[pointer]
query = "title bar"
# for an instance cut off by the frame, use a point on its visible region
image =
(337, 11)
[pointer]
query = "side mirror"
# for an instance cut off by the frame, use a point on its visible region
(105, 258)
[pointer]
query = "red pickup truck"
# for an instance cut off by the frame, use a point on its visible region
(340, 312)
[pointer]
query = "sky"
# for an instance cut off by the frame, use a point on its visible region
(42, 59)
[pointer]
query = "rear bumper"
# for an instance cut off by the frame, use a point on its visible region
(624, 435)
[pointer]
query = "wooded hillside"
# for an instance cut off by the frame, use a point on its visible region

....................

-- TASK TO COMPLETE --
Make an exact copy of every record in the listing.

-- RESPONSE --
[pointer]
query = "title bar"
# for an instance cut off by the frame, use a point on its visible region
image =
(337, 11)
[pointer]
query = "side mirror"
# for an instance cut off by the frame, use a point on its visible region
(105, 258)
[pointer]
query = "red pickup truck"
# for an instance cut off by the frame, use a point on its visible region
(340, 312)
[pointer]
query = "sky"
# for an instance cut off by the frame, use a point on its visible region
(42, 59)
[pointer]
query = "rear bumper"
# for an instance cut off by the frame, use a point on its visible region
(624, 435)
[pointer]
query = "wooded hillside"
# for an instance cut off by the frame, use a point on its visible region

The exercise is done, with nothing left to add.